### [Consigne]
Pouvez-vous poursuivre le texte sur l'information donnée aux femmes dans le dépistage organisé du cancer du sein, à partir de sa dernière phrase ?

### [Extrait du document]
Paris, le jeudi 14 septembre 2017 – « L’information incitant les femmes à participer au dépistage organisé (DO) [du cancer du sein] est souvent incomplète concernant la balance bénéfices/risques. Elle ne rend pas compte (…) des doutes existants et ne permet pas une prise de décision en toute connaissance de cause » déplorait en octobre dernier le Comité d’orientation chargé d’établir les conclusions de la concertation sur le dépistage organisé du cancer du sein mise en place par Marisol Touraine. « Le contenu de l’information destinée aux femmes concernées (…) doit être équilibré et complet, notamment sur les facteurs de risques, sur le rapport bénéfices/risques et les incertitudes s’y rapportant, sur les suites d’un examen positif et les stratégies proposées pour le suivi en fonction des résultats, sans oublier d’évoquer les cancers d’intervalle » avait insisté le Comité.

### [Entrées extraites]
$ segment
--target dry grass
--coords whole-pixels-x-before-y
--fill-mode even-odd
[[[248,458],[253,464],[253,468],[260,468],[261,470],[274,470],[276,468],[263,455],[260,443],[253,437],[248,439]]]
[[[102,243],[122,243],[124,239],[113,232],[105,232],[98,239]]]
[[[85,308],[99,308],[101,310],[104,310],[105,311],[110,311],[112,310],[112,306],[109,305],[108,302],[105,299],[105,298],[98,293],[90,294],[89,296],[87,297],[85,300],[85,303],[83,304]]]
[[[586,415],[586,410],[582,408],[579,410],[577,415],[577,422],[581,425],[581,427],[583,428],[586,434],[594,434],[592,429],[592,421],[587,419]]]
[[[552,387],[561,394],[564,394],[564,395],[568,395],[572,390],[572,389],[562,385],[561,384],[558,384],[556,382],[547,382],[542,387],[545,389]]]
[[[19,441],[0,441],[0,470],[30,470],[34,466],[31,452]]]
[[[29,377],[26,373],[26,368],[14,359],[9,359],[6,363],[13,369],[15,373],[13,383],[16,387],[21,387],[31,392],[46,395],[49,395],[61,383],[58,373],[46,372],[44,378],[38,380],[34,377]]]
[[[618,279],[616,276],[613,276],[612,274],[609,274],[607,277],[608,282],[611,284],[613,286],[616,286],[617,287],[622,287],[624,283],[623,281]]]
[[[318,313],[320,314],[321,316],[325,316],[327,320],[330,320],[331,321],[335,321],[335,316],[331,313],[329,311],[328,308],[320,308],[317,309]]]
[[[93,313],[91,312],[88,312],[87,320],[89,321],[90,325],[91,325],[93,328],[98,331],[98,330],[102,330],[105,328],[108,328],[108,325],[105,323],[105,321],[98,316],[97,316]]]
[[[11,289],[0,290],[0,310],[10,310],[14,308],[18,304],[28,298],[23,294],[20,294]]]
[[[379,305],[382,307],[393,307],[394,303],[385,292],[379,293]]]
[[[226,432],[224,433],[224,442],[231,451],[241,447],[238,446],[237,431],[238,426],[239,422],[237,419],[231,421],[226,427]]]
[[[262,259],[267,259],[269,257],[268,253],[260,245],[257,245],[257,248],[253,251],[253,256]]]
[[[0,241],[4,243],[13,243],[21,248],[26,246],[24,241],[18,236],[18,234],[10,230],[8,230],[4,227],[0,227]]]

### [Résultat de l'exercice]
Des autorités réfractaires
Recevant ces recommandations, les autorités sanitaires et les responsables de l’Institut national du cancer (INCA) n’avaient pas caché leur malaise et avaient immédiatement signalé leur refus de remettre en cause le dépistage organisé. D’ailleurs, la décision rapide des pouvoirs publics de rembourser à 100 % l’échographie comme outil de dépistage complémentaire, alors même que le comité s’interrogeait sur la pertinence d’une telle mesure avait conforté beaucoup d’observateurs dans l’idée que les recommandations resteraient lettre morte.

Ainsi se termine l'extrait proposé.